◆ **Quesito scritto 1**:
Nel brano sul volo di Astolfo sulla luna, che cosa spera di recuperare Astolfo?

··· Testo di lettura

Questo celebre canto narra il volo di Astolfo sulla luna: il luogo dove si radunano tutte le cose perse e dove lui spera di recuperare il senno di Orlando, impazzito per amore.
E qui il tema basilare del poema, la vanità dei desideri umani, si fa esplicito: la vita è osservata da un punto di vista straniante (la luna), apparendo in tutta la sua piccolezza e futilità.
Molti autori moderni, come Leopardi o Pirandello, utilizzano tale straniamento in una chiave tragica, mostrando una vita priva di senso e costellata di delusioni.
In Ariosto però il tema ha ancora una sfumatura ludica. La vita, sembra dirci il poeta, va vissuta con leggerezza: lasciamoci trasportare dai sogni, ma senza la pretesa che si realizzino sempre; e ricordiamo che molte cose per cui ci affanniamo non sono poi così importanti. Tale leggerezza, che tanto piacerà a Calvino, non è una forma di superficialità, ma un modo per conoscere il mondo senza farsene impietrire.
L’Ariosto ci mostra così che la vita umana è piena di cose vane, che passano senza dare risultati concreti: l’amore infelice, il tempo del gioco e dell’ozio, i progetti sognati, e soprattutto i desideri. E così facendo ci invita alla moderazione e al buon uso del tempo, in modo da cogliere le occasioni prima che scompaiano.
Forse, però, il vano non è del tutto privo di valore. In fondo Astolfo scopre che le cose perse non sono mai veramente perdute. Non solo: proprio le cose piccole, vane e sciocche fanno vivere la narrazione. Senza i pazzi desideri dei personaggi il poema non sarebbe tanto affascinante; anzi, non sarebbe neppure cominciato. E lo stesso si può dire, del resto, per la vita stessa.
Perciò nell’ironia di Ariosto c’è anche una certa tenerezza verso quei piccoli esseri umani che, malgrado tutto, sperano sempre, tentano tutte le strade per essere felici. Il che, in fondo, è una forma di grandezza.

······
··· Dati da elaborare

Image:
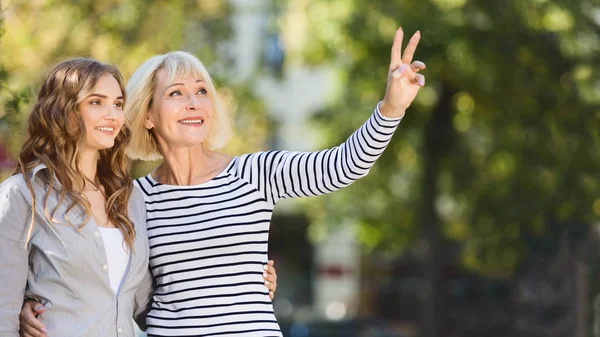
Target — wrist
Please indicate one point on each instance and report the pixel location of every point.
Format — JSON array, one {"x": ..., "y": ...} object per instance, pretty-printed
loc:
[{"x": 391, "y": 112}]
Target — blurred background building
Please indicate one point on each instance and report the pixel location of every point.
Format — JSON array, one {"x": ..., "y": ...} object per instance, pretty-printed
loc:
[{"x": 480, "y": 218}]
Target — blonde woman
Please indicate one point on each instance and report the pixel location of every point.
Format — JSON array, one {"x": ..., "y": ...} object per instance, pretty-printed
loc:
[
  {"x": 72, "y": 225},
  {"x": 199, "y": 197}
]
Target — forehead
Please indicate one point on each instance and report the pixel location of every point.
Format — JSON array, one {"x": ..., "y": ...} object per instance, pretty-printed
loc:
[
  {"x": 107, "y": 85},
  {"x": 168, "y": 74}
]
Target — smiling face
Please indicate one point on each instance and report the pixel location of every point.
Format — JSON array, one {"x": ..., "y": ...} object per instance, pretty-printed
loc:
[
  {"x": 102, "y": 114},
  {"x": 181, "y": 111}
]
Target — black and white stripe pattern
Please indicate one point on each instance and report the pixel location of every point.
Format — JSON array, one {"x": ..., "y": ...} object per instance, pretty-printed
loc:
[{"x": 209, "y": 242}]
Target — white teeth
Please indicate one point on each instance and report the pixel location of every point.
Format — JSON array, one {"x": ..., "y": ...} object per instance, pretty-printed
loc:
[{"x": 191, "y": 121}]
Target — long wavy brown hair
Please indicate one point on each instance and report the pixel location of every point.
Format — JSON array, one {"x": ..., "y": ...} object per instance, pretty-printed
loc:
[{"x": 55, "y": 133}]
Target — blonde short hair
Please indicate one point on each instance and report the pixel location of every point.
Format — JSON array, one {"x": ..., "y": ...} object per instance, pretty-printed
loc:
[{"x": 140, "y": 90}]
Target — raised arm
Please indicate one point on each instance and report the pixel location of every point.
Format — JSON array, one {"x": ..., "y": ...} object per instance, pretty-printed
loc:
[{"x": 282, "y": 174}]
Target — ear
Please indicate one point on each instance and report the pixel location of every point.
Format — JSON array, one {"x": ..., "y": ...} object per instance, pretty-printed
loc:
[{"x": 148, "y": 124}]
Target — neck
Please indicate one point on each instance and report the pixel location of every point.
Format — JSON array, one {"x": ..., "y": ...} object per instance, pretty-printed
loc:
[
  {"x": 88, "y": 165},
  {"x": 186, "y": 165}
]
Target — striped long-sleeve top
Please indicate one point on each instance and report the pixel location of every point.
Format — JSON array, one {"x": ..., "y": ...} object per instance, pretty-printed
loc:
[{"x": 209, "y": 242}]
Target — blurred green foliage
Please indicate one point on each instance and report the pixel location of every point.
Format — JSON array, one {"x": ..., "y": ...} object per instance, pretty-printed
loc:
[{"x": 502, "y": 143}]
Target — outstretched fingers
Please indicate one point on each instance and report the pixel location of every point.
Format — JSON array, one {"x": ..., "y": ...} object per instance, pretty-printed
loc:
[
  {"x": 409, "y": 52},
  {"x": 396, "y": 57}
]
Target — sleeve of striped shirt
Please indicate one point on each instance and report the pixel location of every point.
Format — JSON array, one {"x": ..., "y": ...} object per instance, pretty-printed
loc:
[{"x": 283, "y": 174}]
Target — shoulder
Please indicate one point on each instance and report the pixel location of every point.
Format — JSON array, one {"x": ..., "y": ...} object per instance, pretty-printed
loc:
[
  {"x": 137, "y": 197},
  {"x": 13, "y": 186}
]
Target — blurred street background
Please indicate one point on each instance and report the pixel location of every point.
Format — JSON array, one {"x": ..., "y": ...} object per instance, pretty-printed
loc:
[{"x": 480, "y": 219}]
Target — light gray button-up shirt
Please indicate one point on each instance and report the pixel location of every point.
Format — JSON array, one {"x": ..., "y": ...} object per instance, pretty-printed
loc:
[{"x": 65, "y": 266}]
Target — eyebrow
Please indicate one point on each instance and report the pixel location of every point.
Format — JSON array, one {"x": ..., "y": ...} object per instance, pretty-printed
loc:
[
  {"x": 103, "y": 96},
  {"x": 179, "y": 83}
]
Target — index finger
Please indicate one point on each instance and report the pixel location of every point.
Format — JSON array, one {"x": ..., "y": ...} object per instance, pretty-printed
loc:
[
  {"x": 395, "y": 60},
  {"x": 411, "y": 47}
]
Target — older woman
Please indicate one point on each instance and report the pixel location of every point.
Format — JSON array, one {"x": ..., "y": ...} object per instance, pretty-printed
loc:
[{"x": 208, "y": 214}]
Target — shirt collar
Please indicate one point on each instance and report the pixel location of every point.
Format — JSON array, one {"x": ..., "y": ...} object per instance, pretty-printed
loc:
[{"x": 41, "y": 167}]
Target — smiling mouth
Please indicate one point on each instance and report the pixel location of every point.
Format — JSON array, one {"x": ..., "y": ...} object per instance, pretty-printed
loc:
[
  {"x": 105, "y": 128},
  {"x": 197, "y": 121}
]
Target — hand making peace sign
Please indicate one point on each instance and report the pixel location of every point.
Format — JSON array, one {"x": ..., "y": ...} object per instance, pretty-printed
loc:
[{"x": 404, "y": 81}]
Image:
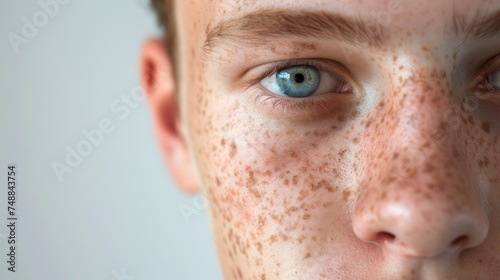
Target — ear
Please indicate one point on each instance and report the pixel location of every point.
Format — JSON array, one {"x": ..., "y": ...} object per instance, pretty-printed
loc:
[{"x": 158, "y": 81}]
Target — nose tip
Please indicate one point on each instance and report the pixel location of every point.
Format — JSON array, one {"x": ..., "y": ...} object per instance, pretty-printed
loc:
[{"x": 398, "y": 229}]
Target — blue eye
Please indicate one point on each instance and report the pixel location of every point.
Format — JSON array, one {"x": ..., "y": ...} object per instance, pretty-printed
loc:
[
  {"x": 301, "y": 81},
  {"x": 298, "y": 81}
]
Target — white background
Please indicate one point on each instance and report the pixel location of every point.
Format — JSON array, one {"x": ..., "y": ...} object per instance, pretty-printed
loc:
[{"x": 116, "y": 216}]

······

◆ **Quesito scritto 2**:
Riporta tali e quali le righe dei dati da elaborare, dalla riga che contiene "Target — white background" fino all'ultima riga dei dati, entrambe incluse.

◆ **Risultato 1**:
Il senno di Orlando, impazzito per amore.

◆ **Risultato 2**:
Target — white background
Please indicate one point on each instance and report the pixel location of every point.
Format — JSON array, one {"x": ..., "y": ...} object per instance, pretty-printed
loc:
[{"x": 116, "y": 216}]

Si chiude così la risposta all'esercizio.